**What you should do:** Rewrite the listing below as a two-column CSV with the header spec,result. Give one row for each "job:" line: put that line and the lines under it through "fill_convention" in spec and the polygons that follow in result, with each field quoted and its line breaks turned into spaces.

(Segmentation dataset listing)
=-=-=
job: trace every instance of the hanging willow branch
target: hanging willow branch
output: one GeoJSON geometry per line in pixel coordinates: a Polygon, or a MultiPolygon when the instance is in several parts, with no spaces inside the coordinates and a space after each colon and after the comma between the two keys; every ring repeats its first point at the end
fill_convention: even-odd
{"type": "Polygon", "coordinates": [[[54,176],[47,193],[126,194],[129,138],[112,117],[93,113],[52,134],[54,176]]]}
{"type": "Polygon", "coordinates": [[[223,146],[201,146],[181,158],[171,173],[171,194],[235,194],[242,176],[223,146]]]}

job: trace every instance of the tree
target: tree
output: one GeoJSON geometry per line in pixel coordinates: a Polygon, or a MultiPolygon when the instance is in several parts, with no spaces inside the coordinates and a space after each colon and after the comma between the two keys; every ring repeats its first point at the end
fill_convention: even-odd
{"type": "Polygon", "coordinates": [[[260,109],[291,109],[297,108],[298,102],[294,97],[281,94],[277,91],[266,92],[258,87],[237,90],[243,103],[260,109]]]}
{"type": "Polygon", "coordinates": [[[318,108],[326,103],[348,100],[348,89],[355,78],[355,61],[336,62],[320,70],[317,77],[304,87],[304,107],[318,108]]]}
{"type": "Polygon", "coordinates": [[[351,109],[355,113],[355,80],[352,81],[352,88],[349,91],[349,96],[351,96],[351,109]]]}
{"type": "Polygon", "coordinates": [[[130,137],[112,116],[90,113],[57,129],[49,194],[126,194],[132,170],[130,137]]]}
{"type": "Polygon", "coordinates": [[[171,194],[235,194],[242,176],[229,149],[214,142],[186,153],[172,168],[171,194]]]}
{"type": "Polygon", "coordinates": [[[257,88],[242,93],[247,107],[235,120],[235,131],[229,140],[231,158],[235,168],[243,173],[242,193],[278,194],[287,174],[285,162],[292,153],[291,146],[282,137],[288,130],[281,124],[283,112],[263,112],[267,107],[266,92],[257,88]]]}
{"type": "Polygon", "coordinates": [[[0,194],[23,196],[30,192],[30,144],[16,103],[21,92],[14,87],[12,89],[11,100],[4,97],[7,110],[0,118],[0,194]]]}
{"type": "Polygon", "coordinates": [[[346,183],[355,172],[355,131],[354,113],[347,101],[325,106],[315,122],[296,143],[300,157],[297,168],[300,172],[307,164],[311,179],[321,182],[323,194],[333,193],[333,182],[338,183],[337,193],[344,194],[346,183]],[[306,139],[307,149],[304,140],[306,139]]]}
=-=-=
**Written response:**
spec,result
"job: trace every instance of the hanging willow branch target: hanging willow branch output: one GeoJSON geometry per line in pixel coordinates: a Polygon, or a MultiPolygon when the instance is in several parts, with no spaces inside the coordinates and a space after each colon and after the comma between the two keys; every ring repeats its first point at the end fill_convention: even-odd","{""type"": ""Polygon"", ""coordinates"": [[[54,176],[47,193],[126,194],[129,138],[112,117],[93,113],[52,134],[54,176]]]} {""type"": ""Polygon"", ""coordinates"": [[[223,146],[201,146],[181,158],[171,173],[171,194],[235,194],[242,176],[223,146]]]}"
"job: trace every instance of the tree target: tree output: one GeoJSON geometry per line in pixel coordinates: a Polygon, or a MultiPolygon when the instance is in several parts, with no spaces inside the coordinates and a space after each colon and after the comma between the two keys; every ring repeats its first point at the end fill_convention: even-odd","{""type"": ""Polygon"", ""coordinates"": [[[260,109],[291,109],[297,108],[298,102],[294,97],[281,94],[277,91],[266,92],[258,87],[237,90],[243,103],[260,109]]]} {""type"": ""Polygon"", ""coordinates"": [[[318,108],[326,103],[348,100],[348,89],[355,78],[355,61],[336,62],[320,70],[317,77],[304,87],[304,107],[318,108]]]} {""type"": ""Polygon"", ""coordinates"": [[[351,109],[355,113],[355,80],[352,81],[352,88],[349,91],[349,96],[351,96],[351,109]]]} {""type"": ""Polygon"", ""coordinates"": [[[130,137],[112,116],[90,113],[57,129],[49,194],[126,194],[132,170],[130,137]]]} {""type"": ""Polygon"", ""coordinates"": [[[171,194],[235,194],[242,176],[229,149],[214,142],[186,153],[172,168],[171,194]]]} {""type"": ""Polygon"", ""coordinates"": [[[257,88],[242,93],[247,107],[235,120],[235,131],[229,140],[231,158],[235,168],[243,173],[242,193],[278,194],[287,174],[285,162],[292,153],[291,146],[282,137],[288,130],[281,124],[283,112],[263,112],[267,107],[266,92],[257,88]]]} {""type"": ""Polygon"", ""coordinates"": [[[0,194],[23,196],[30,192],[30,144],[16,103],[21,92],[14,87],[12,89],[11,100],[4,97],[7,110],[0,118],[0,194]]]} {""type"": ""Polygon"", ""coordinates"": [[[346,183],[355,172],[355,131],[354,113],[347,101],[325,106],[315,122],[296,143],[300,157],[297,168],[300,172],[307,164],[311,179],[321,182],[323,194],[333,193],[333,182],[338,183],[337,193],[344,194],[346,183]],[[306,139],[307,149],[304,140],[306,139]]]}"